#### Reading passage:

The Seoul branch was used as one of the main filming locations for Seoul Broadcasting System's 2001 drama Beautiful Days, starring Lee Byung-hun, Choi Ji-woo, Ryu Si-won, Shin Min-a, Lee Jung-hyun and Lee Yoo-jin.

=== Taiwan ===
Tower Records opened three megastores in Taipei, Taiwan in the 1990s. All stores were located in popular areas of Taipei, and became centers of fashion and music during their existence. The stores closed in December 2003.

=== Thailand ===
Tower Records opened stores in Thailand in the 1990s, introducing comprehensive music CD stocking into Thailand for the first time with revolutionary effects on the retail music business. There were several stores in Bangkok, including three megastores inside popular malls. One of the biggest megastores was located on the top floor of CentralWorld mall in central Bangkok. In the 2000s as business declined due to piracy and the downloading revolution, the stores were progressively closed and the remaining ones were eventually sold to another dealer.

=== United Kingdom ===
Tower Records in the United Kingdom was originally a London-based concern, with a first store in Kensington High Street in 1984 being followed the next year by a 25000 sqft flagship outlet at 9 Piccadilly Circus and later two more smaller outlets at Whiteleys in Bayswater, and Kingston. However, by the start of the 1990s the chain had grown to encompass a number of other stores, with large entertainment stores also selling movies, books, magazines and games in Birmingham and Glasgow, as well as a number of smaller stores that had been purchased from rival American retailer Sam Goody when it had left the UK marketplace (an example of this express format was in Weston-super-Mare).

#### Exercises to complete:
(a) According to the text on Tower Records stores abroad, when did the Taipei stores close?
(b) Write a continuation of the text on Tower Records stores abroad, starting after its last sentence.
The material after this point comes from a separate source.

#### Study material:

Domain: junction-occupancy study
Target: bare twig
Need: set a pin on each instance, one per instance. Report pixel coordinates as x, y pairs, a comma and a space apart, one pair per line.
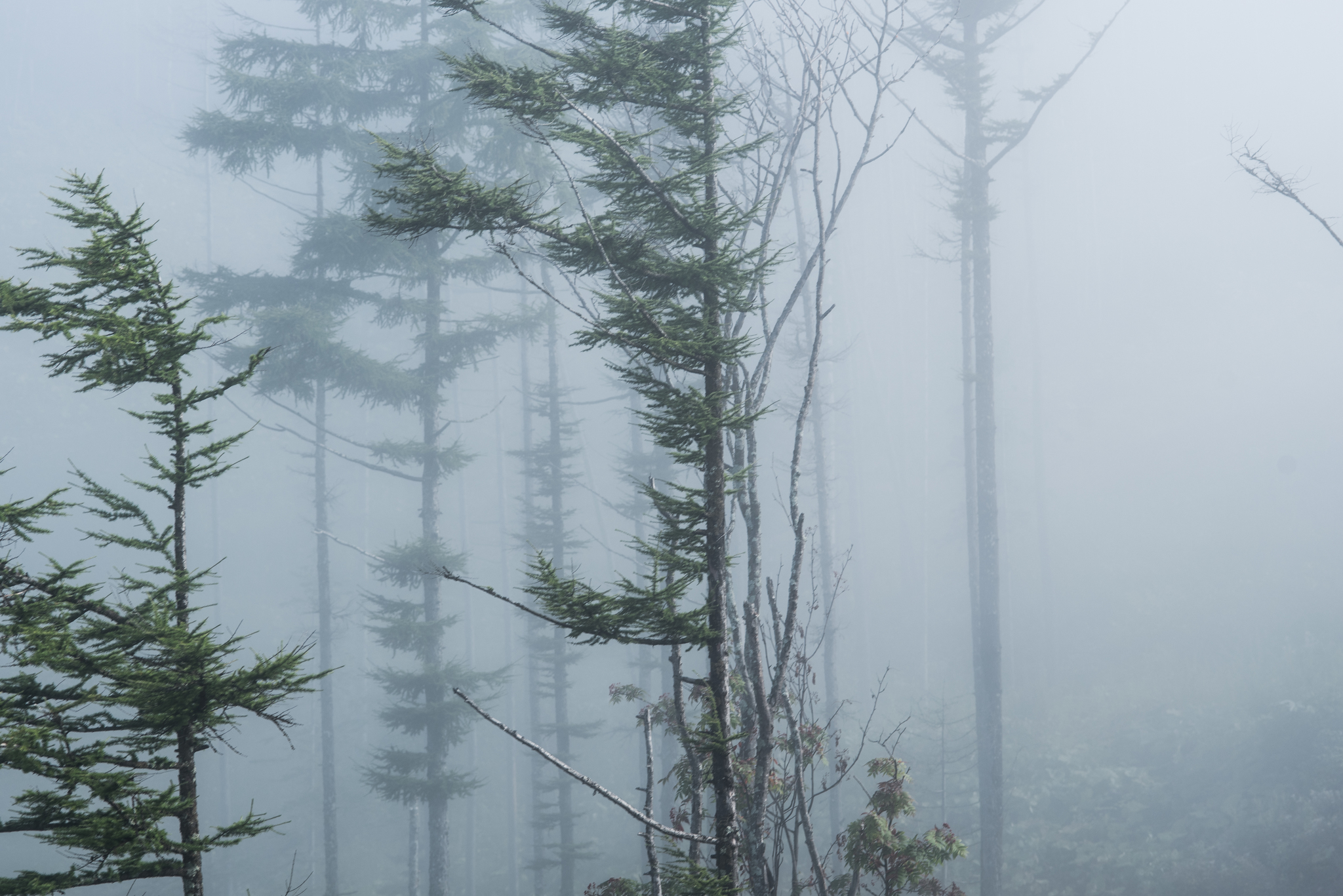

--

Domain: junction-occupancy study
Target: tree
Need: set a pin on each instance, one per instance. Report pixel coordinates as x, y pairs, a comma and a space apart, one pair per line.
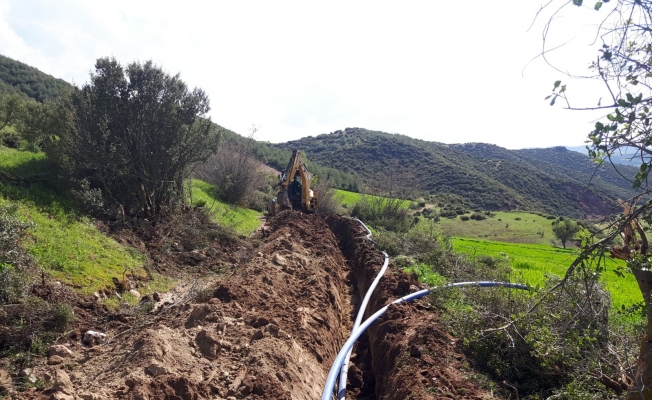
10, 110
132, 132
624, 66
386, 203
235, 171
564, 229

#### Results for the exercise:
(a) In December 2003.

(b)
However, with tough trading conditions in the UK market, as well as the company's trouble in the States, the firm followed Sam Goody in retreating from the UK market. The London stores in Piccadilly and Kensington were sold to Virgin Group in 2003, who for a while traded under the Tower brand at the former site until the store could be fully refurbished, while the other stores were closed. The store was subsequently renamed Zavvi in September 2007 after a management buyout of the Virgin Megastores. Zavvi entered administration in late 2008 and administrators closed the Piccadilly store on Wednesday, January 14, 2009.

==Documentaries==
The 2015 documentary All Things Must Pass: The Rise and Fall of Tower Records by filmmaker Colin Hanks chronicles the rise and fall of Tower Records, using archival footage and exclusive interviews with former staff, especially Russell Solomon and former COO Stan Goman, as well as celebrity customers Bruce Springsteen, Elton John and Dave Grohl.

Another documentary called Art Gods (2013) is an oral history of the development of an influential in-store display design ethic at Tower, originating from the Berkeley location.